Which lines in the rows below contain the word "dark"? Pick out each one and copy it in full.

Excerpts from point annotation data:
— start —
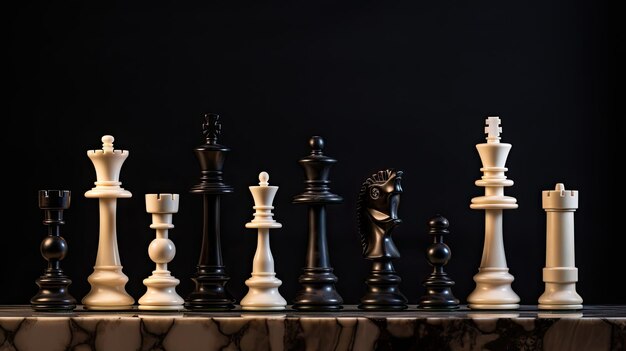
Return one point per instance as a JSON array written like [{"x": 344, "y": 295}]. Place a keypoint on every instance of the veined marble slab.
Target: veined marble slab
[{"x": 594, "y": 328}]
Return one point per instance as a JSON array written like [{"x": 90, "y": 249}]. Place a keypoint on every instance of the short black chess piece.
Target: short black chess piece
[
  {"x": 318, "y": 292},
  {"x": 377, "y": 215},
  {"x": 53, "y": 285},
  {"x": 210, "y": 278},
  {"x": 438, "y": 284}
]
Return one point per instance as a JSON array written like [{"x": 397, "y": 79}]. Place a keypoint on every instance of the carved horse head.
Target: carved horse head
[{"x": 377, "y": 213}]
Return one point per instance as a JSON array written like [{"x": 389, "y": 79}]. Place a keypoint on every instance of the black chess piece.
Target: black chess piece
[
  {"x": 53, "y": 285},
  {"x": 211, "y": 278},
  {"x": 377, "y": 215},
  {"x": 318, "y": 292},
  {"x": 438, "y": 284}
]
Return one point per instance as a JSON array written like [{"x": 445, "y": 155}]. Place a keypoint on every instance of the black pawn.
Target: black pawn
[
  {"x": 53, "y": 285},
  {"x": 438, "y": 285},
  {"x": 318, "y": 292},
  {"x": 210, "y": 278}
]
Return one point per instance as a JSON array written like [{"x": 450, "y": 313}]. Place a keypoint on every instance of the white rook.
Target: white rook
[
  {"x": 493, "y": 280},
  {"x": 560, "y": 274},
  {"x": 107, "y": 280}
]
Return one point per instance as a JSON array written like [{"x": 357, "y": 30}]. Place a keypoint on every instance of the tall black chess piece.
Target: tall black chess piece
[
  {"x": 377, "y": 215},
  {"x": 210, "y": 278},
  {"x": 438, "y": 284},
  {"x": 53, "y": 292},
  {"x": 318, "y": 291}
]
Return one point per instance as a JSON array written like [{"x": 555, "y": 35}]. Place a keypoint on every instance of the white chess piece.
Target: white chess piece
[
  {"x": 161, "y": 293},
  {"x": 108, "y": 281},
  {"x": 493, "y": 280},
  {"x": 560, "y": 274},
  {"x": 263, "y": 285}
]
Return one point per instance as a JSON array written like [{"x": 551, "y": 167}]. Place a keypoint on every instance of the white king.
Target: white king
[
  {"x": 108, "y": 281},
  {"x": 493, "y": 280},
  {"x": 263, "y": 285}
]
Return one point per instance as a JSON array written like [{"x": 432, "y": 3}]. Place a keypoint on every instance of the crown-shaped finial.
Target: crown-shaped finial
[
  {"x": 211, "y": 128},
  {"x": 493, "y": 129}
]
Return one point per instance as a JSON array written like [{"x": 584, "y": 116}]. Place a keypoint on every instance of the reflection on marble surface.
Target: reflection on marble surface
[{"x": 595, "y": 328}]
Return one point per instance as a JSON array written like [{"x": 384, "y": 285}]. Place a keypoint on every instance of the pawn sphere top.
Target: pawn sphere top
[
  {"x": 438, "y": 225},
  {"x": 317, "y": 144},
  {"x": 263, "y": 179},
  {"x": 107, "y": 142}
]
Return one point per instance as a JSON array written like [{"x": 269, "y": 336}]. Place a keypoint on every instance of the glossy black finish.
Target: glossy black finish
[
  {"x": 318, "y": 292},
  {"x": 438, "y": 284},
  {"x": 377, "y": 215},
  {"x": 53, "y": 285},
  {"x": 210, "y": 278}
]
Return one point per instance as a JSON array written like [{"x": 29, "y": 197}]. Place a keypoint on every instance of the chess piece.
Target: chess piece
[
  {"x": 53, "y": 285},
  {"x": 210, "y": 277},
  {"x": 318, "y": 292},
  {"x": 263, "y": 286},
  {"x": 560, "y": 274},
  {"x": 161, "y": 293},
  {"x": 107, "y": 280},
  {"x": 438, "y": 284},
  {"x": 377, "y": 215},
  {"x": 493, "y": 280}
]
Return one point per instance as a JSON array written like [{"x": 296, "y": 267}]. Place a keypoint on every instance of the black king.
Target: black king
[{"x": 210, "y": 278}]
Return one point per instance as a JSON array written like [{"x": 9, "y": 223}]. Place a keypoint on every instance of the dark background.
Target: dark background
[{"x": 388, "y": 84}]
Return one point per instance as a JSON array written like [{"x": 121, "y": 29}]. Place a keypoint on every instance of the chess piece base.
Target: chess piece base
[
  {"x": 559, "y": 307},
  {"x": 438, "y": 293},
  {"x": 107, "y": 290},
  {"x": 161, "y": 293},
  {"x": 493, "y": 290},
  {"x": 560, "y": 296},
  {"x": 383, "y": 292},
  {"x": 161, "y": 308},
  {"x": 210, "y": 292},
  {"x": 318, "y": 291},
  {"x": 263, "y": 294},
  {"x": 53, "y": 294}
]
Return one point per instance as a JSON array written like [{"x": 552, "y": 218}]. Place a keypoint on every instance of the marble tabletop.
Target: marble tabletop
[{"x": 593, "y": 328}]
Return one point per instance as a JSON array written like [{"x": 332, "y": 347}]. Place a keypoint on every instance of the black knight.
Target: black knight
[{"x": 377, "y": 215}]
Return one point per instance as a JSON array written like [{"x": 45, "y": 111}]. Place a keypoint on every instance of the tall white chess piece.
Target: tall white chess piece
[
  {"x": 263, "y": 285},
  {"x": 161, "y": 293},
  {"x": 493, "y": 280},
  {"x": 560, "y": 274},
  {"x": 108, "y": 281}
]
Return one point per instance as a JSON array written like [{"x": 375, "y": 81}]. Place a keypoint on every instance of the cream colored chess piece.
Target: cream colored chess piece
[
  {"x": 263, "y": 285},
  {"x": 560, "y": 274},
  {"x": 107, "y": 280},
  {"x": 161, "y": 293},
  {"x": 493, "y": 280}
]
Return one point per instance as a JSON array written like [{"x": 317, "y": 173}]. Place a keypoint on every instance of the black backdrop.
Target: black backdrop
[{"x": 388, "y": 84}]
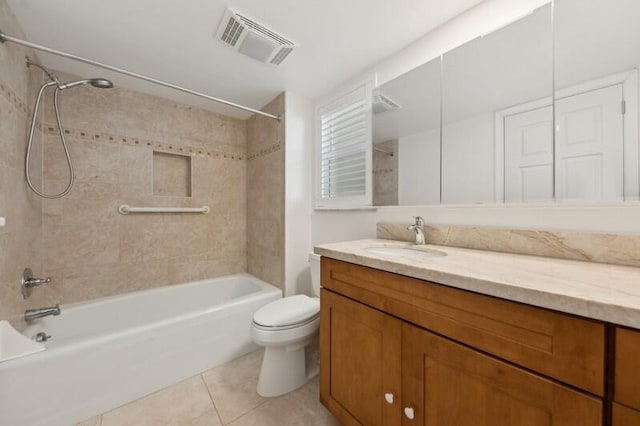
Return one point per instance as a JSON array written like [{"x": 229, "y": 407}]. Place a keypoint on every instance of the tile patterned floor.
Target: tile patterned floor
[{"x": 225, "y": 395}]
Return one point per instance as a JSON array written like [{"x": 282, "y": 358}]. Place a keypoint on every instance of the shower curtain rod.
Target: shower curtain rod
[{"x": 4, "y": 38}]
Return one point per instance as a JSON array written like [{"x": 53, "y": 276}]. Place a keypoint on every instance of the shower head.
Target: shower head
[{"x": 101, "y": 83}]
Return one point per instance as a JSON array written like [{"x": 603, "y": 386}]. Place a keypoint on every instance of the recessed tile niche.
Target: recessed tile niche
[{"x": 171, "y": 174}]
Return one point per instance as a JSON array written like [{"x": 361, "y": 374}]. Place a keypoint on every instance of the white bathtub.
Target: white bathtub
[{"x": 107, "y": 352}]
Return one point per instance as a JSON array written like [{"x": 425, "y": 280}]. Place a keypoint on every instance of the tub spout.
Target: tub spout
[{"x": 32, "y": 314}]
— end —
— start —
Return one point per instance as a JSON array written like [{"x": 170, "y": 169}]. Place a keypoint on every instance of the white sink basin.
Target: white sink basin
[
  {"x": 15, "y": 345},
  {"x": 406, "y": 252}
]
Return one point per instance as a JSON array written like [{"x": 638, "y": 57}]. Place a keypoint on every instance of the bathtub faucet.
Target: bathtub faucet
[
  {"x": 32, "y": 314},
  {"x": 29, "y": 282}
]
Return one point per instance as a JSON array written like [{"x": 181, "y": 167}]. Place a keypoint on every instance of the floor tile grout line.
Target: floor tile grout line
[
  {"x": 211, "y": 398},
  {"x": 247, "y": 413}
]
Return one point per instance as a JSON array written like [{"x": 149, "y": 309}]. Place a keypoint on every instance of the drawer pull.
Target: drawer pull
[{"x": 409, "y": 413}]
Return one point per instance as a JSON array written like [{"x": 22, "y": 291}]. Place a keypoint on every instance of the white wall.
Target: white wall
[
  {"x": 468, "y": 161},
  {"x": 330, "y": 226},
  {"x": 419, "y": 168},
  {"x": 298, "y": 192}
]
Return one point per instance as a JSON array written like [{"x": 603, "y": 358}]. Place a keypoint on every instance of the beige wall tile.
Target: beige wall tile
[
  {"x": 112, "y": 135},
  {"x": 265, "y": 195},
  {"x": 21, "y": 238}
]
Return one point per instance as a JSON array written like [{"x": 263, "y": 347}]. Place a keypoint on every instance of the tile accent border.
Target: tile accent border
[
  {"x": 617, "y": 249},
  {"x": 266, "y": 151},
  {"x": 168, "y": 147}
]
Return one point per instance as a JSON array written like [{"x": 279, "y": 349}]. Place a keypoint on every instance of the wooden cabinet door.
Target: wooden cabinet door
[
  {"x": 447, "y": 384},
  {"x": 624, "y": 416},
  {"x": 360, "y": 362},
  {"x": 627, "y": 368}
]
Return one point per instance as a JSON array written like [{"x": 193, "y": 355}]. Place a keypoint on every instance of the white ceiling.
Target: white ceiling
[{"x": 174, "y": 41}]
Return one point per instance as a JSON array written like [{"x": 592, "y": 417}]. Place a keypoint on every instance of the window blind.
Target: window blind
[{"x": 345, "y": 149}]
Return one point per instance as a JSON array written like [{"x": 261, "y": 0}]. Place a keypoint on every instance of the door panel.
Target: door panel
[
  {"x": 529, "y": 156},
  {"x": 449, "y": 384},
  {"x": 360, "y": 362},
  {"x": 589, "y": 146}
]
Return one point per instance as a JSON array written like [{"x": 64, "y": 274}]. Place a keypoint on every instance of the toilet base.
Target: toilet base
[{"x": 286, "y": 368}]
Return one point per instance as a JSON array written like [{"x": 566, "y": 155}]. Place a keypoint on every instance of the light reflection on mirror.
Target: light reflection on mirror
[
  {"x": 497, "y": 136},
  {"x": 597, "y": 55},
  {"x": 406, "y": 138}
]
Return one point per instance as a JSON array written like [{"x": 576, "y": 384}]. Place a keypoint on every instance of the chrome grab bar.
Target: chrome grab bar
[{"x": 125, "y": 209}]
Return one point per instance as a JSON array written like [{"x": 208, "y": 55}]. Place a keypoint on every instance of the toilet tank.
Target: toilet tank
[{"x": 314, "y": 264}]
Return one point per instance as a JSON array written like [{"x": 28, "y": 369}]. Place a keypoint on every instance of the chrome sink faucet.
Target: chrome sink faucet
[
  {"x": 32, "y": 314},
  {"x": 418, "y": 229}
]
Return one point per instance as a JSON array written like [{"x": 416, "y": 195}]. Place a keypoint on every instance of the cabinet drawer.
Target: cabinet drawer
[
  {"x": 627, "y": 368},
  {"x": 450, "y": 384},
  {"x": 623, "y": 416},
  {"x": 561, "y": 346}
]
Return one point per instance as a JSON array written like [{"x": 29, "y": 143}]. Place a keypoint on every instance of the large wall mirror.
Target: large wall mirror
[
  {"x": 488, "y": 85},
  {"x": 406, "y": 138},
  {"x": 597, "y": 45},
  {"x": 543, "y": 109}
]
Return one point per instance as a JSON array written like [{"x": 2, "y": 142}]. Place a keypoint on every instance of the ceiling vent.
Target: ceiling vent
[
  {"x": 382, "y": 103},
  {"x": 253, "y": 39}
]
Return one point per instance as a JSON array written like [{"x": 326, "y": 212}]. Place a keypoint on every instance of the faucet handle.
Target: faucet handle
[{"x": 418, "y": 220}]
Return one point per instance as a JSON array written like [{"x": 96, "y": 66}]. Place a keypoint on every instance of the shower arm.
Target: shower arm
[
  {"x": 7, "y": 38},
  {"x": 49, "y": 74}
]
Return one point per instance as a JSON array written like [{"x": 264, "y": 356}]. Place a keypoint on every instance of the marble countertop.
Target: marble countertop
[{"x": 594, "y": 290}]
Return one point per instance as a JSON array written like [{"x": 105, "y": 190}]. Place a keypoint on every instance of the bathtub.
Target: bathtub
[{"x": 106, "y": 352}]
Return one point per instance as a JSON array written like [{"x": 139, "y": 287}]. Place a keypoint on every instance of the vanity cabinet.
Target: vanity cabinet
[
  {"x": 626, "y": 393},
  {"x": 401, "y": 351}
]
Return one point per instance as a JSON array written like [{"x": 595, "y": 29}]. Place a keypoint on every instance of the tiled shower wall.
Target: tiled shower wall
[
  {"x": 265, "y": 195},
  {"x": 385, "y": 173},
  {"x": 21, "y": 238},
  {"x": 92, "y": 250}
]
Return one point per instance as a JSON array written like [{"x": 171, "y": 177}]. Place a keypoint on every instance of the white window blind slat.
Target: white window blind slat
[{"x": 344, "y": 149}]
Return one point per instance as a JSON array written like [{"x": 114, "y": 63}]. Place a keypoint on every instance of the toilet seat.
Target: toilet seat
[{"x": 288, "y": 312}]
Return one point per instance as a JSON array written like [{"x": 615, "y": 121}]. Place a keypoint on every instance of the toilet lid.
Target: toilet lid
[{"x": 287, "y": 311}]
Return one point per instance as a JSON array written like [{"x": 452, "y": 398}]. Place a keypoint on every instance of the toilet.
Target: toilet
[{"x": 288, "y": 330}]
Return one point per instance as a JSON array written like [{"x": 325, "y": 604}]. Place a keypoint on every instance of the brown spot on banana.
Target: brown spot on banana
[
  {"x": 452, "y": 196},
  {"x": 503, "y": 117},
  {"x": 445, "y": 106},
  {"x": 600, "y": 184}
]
— end —
— start —
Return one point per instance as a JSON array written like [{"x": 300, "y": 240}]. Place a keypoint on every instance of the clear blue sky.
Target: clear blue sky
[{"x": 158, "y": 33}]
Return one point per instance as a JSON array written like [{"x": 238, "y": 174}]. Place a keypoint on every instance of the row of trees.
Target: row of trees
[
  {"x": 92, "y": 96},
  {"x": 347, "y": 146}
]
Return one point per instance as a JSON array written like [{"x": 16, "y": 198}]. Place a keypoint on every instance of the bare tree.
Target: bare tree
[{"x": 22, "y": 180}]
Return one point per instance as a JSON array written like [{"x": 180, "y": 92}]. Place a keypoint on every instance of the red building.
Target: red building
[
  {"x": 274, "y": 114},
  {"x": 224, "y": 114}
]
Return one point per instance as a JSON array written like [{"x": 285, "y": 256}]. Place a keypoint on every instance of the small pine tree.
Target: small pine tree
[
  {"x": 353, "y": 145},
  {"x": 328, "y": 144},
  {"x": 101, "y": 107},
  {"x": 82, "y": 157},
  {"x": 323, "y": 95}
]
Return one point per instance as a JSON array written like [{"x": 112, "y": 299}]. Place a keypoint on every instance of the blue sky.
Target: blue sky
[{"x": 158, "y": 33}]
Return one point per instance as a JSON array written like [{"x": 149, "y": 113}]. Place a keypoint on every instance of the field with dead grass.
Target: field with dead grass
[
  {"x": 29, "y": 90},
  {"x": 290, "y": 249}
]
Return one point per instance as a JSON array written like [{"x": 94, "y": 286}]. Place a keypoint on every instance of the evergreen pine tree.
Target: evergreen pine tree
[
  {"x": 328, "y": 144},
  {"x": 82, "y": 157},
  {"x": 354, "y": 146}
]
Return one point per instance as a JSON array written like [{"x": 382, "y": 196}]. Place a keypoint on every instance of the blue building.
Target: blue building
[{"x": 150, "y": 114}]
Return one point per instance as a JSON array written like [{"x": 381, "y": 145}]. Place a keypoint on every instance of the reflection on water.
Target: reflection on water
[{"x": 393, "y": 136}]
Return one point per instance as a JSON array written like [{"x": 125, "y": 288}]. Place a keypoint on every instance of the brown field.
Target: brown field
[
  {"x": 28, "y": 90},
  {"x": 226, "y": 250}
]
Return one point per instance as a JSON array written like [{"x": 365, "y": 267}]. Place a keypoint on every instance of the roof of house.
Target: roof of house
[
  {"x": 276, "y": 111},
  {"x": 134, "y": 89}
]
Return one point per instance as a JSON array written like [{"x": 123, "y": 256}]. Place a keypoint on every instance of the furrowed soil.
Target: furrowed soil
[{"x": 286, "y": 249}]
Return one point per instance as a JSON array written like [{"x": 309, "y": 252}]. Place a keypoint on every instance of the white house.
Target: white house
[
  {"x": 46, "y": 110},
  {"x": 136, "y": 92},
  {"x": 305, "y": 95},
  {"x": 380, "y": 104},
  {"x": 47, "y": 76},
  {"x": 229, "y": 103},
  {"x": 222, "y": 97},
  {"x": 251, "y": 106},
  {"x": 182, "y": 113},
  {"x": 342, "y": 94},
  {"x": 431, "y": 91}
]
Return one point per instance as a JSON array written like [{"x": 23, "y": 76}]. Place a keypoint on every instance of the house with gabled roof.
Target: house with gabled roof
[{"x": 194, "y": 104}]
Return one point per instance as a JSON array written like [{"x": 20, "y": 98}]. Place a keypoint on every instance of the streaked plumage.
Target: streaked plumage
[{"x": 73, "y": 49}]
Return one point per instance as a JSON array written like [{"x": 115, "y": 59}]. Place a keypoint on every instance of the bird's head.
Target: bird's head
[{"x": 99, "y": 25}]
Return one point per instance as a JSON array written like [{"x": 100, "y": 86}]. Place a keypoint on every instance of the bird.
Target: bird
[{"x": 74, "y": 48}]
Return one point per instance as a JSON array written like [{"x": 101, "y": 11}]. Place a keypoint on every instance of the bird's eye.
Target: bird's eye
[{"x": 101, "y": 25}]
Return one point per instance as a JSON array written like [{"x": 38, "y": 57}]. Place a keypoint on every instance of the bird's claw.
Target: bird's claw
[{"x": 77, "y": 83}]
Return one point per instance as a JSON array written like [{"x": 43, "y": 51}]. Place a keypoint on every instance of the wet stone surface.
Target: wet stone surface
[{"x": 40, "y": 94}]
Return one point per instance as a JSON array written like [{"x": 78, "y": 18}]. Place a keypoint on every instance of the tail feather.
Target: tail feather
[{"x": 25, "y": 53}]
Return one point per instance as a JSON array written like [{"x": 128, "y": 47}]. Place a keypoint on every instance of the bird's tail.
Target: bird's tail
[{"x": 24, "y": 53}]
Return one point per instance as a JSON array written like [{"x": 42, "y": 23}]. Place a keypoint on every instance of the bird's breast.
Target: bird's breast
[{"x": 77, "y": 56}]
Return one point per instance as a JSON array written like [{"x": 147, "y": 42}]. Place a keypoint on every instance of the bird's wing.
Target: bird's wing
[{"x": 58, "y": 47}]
— end —
**THE OUTPUT**
Return one point per instance as a JSON array written like [{"x": 9, "y": 223}]. Place a keypoint on every instance of the dark background.
Target: dark background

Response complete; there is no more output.